◆ **Selected excerpt**:
— start —

Before Smyth's death, we all had to tip-toe around the allegations, mindful of legal propriety. I, who have argued for proper process for Bishop George Bell, am especially mindful of that. I can now say that when I last wrote here I had to re-edit what I had written on learning that His Grace and I might be entering 'Cliff Richard territory' with legal process about to begin just as my piece was posted.

Yet it wasn't Bell or Cliff territory really. In both of those cases, reputations were trashed on little or no evidence. In Smyth's case, like Savile's the allegations were corroborated by a consistent modus operandi, evidenced by something like 26 known victims in the UK including a serving Bishop, and maybe 70 more victims in Africa. It can now be revealed that as I wrote my last piece on Smyth the police had just been advised by the CPS that the evidence had reached the required threshold for a prosecution to be commenced and extradition sought. After many intervening years, that is a high evidential bar to be cleared, and it was.

— end —

◆ **Data segment**:
— start —

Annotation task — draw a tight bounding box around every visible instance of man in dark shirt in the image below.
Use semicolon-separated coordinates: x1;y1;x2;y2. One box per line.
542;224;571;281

— end —

◆ **Objective**:
Reproduce the full passage on the Smyth allegations verbatim, from its first sentence to its last.

◆ **Result of the exercise**:
Before Smyth's death, we all had to tip-toe around the allegations, mindful of legal propriety. I, who have argued for proper process for Bishop George Bell, am especially mindful of that. I can now say that when I last wrote here I had to re-edit what I had written on learning that His Grace and I might be entering 'Cliff Richard territory' with legal process about to begin just as my piece was posted.

Yet it wasn't Bell or Cliff territory really. In both of those cases, reputations were trashed on little or no evidence. In Smyth's case, like Savile's the allegations were corroborated by a consistent modus operandi, evidenced by something like 26 known victims in the UK including a serving Bishop, and maybe 70 more victims in Africa. It can now be revealed that as I wrote my last piece on Smyth the police had just been advised by the CPS that the evidence had reached the required threshold for a prosecution to be commenced and extradition sought. After many intervening years, that is a high evidential bar to be cleared, and it was.